▶ **List of tasks**:
a) Answer these questions from the text on antenna modules:
(i) How many first signal ports do typical antenna modules comprise?
(ii) What do the signal ports serve to couple the single antenna modules to?
(iii) In the example with two first signal ports, how many rows and columns does the matrix arrangement have?
b) Write the next part of the text on antenna modules for a massive MIMO antenna, picking up after its last sentence.

▶ **Text shown**:
To this end, the present invention provides the antenna modules that may be used in a massive MIMO antenna.
Every single antenna module comprises a plurality of first signal ports. The signal ports serve to couple the single antenna modules to respective transceivers for receiving and transmitting RF signals. Typical antenna modules may e.g. comprise two first signal ports. However, it is also possible for an antenna module to comprise more than two signal ports or even only one signal port. Two respective antenna elements may e.g. be arranged as a 2x1 matrix or vector in the case of only one signal port.
The antenna modules further comprise first antenna elements. Typically, every antenna module may e.g. comprise two first antenna elements for every one of the first signal ports. However, it is understood, that any other number of antenna elements, like e.g. three, four or more first antenna elements may be provided for each of the first signal ports.
The first antenna elements are arranged in a first matrix arrangement, i.e. in rows and columns, wherein a number of rows of the first matrix arrangement and a number of columns of the first matrix arrangement equals the number of first signal ports.
For example, with two first signal ports and four first antenna elements, such an arrangement may comprise two rows and two columns, i.e. a 2x2 matrix. It is understood, that the positions, especially the distances, of the single first antenna elements may e.g. mechanically be determined such that they match the operating frequency of the massive MIMO antenna.

(Records)
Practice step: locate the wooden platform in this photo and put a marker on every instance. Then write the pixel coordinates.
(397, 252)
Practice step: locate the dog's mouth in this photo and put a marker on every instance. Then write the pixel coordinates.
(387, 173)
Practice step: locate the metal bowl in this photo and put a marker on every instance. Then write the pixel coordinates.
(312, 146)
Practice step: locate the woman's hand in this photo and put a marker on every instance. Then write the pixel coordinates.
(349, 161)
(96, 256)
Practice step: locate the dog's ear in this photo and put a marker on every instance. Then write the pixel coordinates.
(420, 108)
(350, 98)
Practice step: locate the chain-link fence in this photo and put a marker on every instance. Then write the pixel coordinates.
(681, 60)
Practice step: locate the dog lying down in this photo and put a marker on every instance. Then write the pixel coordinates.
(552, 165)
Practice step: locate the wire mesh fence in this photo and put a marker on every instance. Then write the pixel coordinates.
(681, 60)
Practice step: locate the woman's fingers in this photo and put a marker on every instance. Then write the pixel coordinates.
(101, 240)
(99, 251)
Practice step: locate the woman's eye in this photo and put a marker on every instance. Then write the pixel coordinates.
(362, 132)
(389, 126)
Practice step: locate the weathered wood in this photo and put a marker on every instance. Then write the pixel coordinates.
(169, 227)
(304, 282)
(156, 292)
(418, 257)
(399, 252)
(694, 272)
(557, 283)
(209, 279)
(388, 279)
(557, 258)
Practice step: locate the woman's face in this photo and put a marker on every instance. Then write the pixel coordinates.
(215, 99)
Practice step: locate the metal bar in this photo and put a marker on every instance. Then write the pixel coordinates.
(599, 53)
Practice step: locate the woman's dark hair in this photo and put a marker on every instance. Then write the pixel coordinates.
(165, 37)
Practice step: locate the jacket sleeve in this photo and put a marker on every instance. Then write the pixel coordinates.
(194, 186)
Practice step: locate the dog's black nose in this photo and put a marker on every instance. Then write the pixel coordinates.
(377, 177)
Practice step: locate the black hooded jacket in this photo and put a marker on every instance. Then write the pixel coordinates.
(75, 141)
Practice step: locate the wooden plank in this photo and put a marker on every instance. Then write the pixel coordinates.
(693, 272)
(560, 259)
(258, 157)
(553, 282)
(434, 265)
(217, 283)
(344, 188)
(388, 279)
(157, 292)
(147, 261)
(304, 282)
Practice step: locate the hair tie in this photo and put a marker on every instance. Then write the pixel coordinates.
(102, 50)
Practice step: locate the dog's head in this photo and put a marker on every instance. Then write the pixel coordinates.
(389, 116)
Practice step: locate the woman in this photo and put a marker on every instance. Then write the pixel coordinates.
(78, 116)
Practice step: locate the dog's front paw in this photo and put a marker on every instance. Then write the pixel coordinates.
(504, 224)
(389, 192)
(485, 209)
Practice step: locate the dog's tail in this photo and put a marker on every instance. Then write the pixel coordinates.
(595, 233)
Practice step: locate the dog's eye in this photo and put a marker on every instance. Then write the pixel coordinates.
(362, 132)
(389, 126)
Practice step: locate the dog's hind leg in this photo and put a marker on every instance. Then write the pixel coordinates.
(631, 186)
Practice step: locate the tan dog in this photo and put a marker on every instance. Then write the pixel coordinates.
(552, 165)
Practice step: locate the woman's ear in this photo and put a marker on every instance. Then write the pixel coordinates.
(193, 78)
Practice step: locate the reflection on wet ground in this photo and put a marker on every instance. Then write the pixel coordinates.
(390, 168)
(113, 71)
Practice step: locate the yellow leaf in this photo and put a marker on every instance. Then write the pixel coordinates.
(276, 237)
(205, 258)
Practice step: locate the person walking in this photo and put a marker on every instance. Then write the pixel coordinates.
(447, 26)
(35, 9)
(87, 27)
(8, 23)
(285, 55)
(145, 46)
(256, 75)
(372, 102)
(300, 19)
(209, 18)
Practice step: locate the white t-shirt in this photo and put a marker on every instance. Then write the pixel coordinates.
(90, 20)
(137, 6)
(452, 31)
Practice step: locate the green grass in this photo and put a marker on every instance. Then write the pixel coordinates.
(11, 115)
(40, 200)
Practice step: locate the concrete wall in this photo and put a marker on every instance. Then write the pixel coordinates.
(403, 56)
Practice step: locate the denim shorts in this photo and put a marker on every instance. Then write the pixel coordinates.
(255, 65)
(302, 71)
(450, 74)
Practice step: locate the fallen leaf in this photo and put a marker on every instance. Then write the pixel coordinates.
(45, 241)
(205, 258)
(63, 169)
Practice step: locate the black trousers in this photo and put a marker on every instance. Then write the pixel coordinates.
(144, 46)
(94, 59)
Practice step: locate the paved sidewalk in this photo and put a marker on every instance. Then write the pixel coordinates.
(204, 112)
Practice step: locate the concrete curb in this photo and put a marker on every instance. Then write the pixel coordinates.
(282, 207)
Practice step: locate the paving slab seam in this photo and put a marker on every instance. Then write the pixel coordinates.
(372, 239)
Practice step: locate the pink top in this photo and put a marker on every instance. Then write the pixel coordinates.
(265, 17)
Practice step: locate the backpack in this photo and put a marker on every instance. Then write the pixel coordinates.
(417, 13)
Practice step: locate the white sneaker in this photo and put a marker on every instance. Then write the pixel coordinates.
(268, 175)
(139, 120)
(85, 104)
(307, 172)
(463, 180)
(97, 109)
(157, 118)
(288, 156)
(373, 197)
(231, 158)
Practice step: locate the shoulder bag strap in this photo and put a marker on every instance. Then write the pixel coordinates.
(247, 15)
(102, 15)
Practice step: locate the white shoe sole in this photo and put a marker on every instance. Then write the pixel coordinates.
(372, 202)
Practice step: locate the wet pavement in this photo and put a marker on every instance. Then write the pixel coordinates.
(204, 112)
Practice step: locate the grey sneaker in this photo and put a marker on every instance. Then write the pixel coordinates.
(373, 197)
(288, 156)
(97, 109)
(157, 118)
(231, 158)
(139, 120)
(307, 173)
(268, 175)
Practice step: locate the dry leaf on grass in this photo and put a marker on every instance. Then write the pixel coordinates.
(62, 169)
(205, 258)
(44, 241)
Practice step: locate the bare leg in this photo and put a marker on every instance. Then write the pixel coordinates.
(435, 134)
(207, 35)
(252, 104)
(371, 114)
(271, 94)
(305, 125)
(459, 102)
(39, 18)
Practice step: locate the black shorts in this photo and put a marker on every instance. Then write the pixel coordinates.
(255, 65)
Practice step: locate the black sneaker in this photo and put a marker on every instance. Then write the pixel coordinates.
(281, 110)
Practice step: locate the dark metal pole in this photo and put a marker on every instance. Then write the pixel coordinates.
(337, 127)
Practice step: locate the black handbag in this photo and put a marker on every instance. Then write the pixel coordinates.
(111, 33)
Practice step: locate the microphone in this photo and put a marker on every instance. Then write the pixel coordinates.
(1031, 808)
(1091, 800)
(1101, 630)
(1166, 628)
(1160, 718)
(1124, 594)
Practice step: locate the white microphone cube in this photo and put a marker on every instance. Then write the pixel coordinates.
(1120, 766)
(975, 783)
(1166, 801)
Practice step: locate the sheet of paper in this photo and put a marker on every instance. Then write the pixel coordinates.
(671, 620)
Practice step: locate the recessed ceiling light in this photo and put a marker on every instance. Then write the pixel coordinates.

▶ **Per-task answers**:
a)
(i) Two.
(ii) Respective transceivers for receiving and transmitting RF signals.
(iii) Two rows and two columns, i.e. a 2x2 matrix.

b)
The antenna elements according to the present invention further comprise a switching matrix that couples the first signal ports to the first antenna elements. The switching matrix is configured to controllably couple each of the first signal ports either with all first antenna elements of a respective row of the first matrix arrangement, or all first antenna elements of a respective column of the first matrix arrangement. In the above 2x2 example, this would mean, that one first signal port would either be coupled to two vertically neighboring first antenna elements or two horizontally neighboring antenna elements. As indicated above, in a massive MIMO antenna multiple antenna modules may be installed. Therefore, if e.g. the switching matrices are controlled to couple the first input ports to vertically neighboring antenna elements, every column (in horizontal direction) of the massive MIMO antenna may be provided with an individual signal. However, two rows (in vertical direction) will in this case always be provided with identical signals.
The more first antenna elements may be individually provided with a signal, the sharper the created beam may be. If two elements are paired e.g. in vertical direction as indicated above, the vertical range for beamforming is limited because of the appearance of unwanted so called grating lobes. Typically, the vertical steering range may be about +/- 10°. The beam width of the beam that may be created e.g. by an 8x8 antenna element array would be around 14°. This means that the "visible range" of the massive MIMO antenna in the vertical direction would be around 30°. In such a massive MIMO antenna, if the first antenna elements are placed at half the wavelength of the operating signals frequency, the beam may be shifted horizontally by +/- 50°. This creates a visible window of the antenna of 120°x30°, taking a beam width into account. Such a window may serve well to provide rural areas with RF communications.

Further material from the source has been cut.